■ PROVIDED INFORMATION

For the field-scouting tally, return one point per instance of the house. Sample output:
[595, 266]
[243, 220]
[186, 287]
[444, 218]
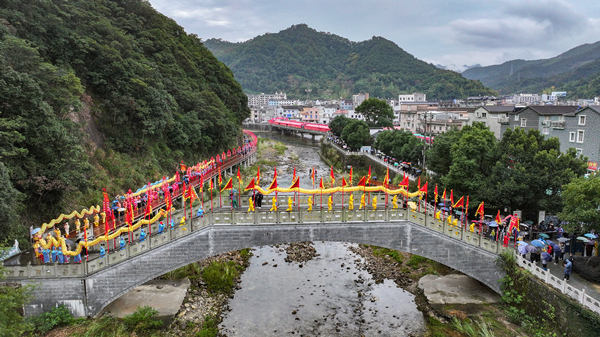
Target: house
[580, 130]
[493, 116]
[310, 114]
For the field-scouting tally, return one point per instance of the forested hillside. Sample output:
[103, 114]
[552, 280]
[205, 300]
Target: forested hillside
[101, 93]
[300, 57]
[576, 71]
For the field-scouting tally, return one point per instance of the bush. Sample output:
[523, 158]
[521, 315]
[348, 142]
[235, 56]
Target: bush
[142, 320]
[219, 276]
[56, 317]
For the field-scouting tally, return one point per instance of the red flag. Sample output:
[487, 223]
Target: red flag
[459, 203]
[295, 183]
[250, 186]
[273, 184]
[332, 176]
[228, 186]
[350, 178]
[480, 209]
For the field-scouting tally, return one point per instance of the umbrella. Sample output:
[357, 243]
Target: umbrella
[538, 243]
[522, 249]
[546, 256]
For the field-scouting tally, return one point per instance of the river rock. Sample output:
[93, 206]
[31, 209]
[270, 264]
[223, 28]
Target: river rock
[455, 289]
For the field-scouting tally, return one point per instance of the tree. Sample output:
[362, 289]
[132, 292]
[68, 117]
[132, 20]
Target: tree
[338, 124]
[401, 145]
[472, 156]
[356, 133]
[582, 203]
[12, 300]
[376, 112]
[530, 172]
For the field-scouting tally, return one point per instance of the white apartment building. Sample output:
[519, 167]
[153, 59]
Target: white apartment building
[359, 98]
[526, 98]
[263, 99]
[414, 97]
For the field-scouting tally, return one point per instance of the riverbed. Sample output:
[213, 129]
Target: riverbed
[330, 295]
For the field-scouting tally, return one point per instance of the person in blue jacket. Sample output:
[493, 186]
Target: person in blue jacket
[46, 253]
[77, 258]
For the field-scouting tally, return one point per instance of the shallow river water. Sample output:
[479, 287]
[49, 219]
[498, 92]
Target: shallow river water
[329, 295]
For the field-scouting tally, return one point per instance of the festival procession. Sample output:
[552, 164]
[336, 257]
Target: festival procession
[128, 218]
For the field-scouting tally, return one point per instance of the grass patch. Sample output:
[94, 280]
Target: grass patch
[415, 261]
[387, 253]
[280, 148]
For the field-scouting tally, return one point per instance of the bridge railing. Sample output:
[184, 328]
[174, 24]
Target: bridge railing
[261, 216]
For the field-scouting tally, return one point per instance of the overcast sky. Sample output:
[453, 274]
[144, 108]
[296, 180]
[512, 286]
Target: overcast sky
[448, 32]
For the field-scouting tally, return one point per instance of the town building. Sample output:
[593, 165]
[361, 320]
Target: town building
[414, 97]
[359, 98]
[263, 99]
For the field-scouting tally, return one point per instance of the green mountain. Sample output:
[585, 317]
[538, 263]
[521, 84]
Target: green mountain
[101, 93]
[573, 71]
[300, 57]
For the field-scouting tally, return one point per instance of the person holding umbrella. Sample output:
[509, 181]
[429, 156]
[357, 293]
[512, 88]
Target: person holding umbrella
[568, 269]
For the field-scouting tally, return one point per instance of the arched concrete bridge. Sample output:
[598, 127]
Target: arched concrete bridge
[86, 289]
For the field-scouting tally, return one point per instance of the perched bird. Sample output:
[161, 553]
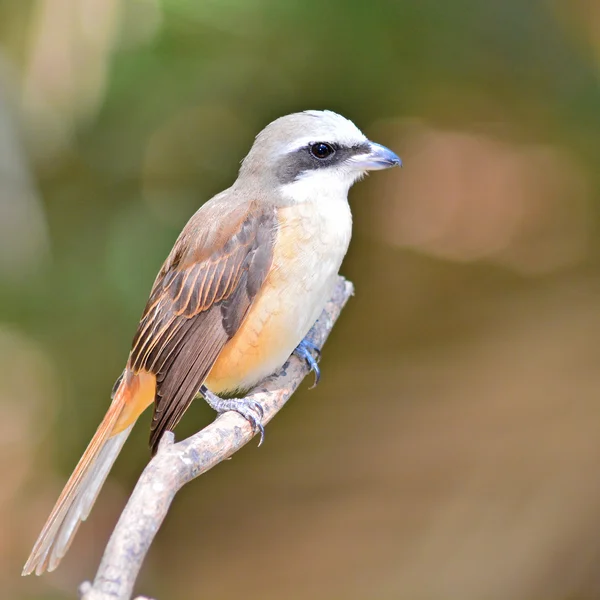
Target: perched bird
[245, 281]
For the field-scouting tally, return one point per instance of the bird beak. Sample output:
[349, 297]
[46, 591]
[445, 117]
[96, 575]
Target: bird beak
[379, 157]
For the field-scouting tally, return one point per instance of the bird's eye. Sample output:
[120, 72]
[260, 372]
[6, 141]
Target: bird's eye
[321, 150]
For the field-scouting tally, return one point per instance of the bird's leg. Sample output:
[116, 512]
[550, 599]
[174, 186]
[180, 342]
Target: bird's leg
[311, 353]
[249, 409]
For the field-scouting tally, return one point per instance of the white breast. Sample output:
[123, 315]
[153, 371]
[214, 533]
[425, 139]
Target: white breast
[312, 240]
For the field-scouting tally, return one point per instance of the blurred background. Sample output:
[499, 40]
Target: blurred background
[452, 450]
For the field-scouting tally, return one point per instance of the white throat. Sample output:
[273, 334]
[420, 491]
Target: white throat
[320, 185]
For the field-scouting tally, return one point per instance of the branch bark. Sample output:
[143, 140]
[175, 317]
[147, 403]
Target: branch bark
[176, 464]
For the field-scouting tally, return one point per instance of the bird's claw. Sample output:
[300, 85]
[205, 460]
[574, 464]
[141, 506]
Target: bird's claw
[251, 410]
[311, 353]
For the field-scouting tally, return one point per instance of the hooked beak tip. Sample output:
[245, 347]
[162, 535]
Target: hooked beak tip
[378, 158]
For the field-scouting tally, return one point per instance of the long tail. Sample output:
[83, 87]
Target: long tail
[133, 394]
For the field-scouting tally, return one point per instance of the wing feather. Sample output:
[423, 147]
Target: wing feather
[198, 302]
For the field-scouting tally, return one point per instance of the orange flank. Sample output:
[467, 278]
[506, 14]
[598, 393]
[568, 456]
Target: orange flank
[140, 391]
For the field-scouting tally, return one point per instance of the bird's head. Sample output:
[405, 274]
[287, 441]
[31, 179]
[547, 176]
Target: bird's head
[314, 152]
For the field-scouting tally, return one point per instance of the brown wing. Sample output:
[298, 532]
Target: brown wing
[198, 302]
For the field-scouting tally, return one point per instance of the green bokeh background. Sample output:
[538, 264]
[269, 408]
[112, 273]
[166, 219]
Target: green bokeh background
[452, 448]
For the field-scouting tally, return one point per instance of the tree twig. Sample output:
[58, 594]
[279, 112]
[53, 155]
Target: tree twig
[175, 464]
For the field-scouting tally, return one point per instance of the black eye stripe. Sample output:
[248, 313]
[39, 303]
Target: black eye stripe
[294, 164]
[322, 150]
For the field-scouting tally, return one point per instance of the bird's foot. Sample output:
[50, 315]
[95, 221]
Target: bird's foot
[249, 409]
[311, 353]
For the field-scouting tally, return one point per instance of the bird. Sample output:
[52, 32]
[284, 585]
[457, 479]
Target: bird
[246, 280]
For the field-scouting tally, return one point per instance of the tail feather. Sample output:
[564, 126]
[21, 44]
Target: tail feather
[82, 488]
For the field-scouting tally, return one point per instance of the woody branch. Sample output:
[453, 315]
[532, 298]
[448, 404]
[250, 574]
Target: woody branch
[176, 464]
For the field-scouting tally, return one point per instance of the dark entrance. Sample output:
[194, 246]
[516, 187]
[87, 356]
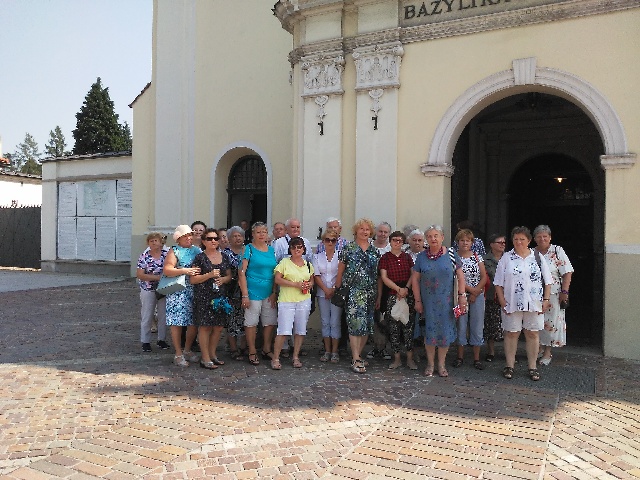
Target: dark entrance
[531, 159]
[556, 190]
[247, 190]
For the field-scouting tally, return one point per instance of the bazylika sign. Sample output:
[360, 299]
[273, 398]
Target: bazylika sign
[414, 12]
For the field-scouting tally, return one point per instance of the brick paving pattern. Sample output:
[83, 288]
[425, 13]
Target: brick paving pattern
[79, 400]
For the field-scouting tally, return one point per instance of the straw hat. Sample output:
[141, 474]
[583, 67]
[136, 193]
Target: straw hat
[181, 230]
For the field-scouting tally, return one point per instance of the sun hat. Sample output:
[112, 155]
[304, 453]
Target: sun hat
[181, 230]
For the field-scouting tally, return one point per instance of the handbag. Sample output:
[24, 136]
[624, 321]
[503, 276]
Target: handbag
[400, 311]
[169, 285]
[340, 296]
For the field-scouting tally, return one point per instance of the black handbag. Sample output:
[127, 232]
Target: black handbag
[340, 296]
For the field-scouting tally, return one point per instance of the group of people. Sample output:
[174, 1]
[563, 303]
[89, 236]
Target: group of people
[402, 288]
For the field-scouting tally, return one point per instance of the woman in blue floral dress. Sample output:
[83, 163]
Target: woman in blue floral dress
[358, 269]
[432, 281]
[179, 261]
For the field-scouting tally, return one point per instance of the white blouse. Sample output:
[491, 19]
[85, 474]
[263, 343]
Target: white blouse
[327, 271]
[521, 280]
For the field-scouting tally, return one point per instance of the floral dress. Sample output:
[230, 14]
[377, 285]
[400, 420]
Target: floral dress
[555, 325]
[180, 304]
[436, 292]
[361, 276]
[204, 293]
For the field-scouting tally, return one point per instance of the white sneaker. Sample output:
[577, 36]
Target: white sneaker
[180, 361]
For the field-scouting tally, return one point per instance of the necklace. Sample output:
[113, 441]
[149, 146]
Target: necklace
[434, 256]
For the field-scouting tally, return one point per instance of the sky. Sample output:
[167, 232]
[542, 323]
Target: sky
[52, 51]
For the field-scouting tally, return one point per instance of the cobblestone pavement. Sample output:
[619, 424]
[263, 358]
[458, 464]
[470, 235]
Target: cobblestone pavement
[79, 400]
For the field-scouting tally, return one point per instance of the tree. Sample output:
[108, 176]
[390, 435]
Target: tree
[57, 144]
[97, 128]
[26, 158]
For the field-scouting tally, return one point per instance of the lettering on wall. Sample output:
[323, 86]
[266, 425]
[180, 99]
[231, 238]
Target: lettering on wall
[414, 12]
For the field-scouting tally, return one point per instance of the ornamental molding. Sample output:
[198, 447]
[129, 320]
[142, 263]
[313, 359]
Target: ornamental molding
[495, 21]
[614, 162]
[322, 74]
[439, 170]
[378, 66]
[556, 82]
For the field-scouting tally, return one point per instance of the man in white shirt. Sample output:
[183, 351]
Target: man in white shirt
[335, 225]
[281, 245]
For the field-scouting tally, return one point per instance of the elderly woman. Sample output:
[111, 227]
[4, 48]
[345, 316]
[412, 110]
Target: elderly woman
[492, 317]
[325, 267]
[416, 243]
[358, 269]
[256, 280]
[198, 227]
[179, 261]
[523, 285]
[554, 333]
[210, 305]
[235, 326]
[434, 273]
[148, 273]
[395, 273]
[294, 275]
[472, 321]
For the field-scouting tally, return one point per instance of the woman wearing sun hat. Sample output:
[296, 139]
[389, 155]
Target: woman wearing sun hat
[179, 261]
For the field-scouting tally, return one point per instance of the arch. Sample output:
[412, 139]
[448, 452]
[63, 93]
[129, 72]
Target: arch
[242, 148]
[524, 77]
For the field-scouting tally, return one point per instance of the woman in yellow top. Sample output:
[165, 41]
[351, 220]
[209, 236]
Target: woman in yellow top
[294, 276]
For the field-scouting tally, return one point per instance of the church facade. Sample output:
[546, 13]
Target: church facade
[504, 112]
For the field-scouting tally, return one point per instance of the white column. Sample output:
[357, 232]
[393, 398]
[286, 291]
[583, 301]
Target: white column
[377, 81]
[175, 110]
[321, 145]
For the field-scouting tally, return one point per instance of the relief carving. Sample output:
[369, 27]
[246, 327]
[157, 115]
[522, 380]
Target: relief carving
[322, 74]
[378, 66]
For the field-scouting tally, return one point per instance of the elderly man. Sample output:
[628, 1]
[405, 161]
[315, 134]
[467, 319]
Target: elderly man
[334, 224]
[281, 245]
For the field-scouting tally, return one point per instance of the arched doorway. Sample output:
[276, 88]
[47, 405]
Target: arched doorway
[556, 190]
[247, 191]
[507, 162]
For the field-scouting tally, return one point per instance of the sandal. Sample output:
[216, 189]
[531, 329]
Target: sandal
[358, 366]
[236, 355]
[208, 365]
[255, 360]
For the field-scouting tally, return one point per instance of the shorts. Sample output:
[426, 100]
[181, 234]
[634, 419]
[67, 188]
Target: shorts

■ WRITTEN EXERCISE
From the line holding "in yellow top." through the last line above, reproduce each line exactly and add nothing.

■ SOLVED EXERCISE
For the field-scouting tally, return one point per instance of the woman in yellow top. Sample output:
[165, 41]
[351, 220]
[209, 236]
Target: woman in yellow top
[294, 276]
For the field-scouting tally, return one point per instance of the church facade. Sample output:
[546, 13]
Target: church facade
[504, 112]
For the field-scouting tally, return one point per instance of the white column. Sample output:
[357, 232]
[393, 398]
[286, 291]
[583, 301]
Target: white column
[377, 81]
[175, 110]
[321, 145]
For the field-scouting tally, return one point per instance of the relief carving. Sample output:
[369, 27]
[246, 327]
[157, 115]
[522, 380]
Target: relief carving
[322, 74]
[378, 66]
For the field-scouting tally, return one point per instance of the elderly man. Sample output:
[628, 1]
[405, 161]
[315, 134]
[467, 319]
Target: elderly man
[334, 224]
[281, 245]
For the field-scouting tally, return one point per instance of the arched doorway. Sample output:
[276, 88]
[47, 405]
Target: arched doorway
[556, 190]
[247, 191]
[507, 162]
For the field-scouting tally, return one point per instance of the sandal. Sample output:
[216, 189]
[531, 329]
Target: sandal
[358, 366]
[236, 355]
[208, 365]
[255, 360]
For the field-scouting tally, return one point per instance of the shorts. Sample output:
[426, 100]
[181, 234]
[634, 419]
[67, 188]
Target: shorts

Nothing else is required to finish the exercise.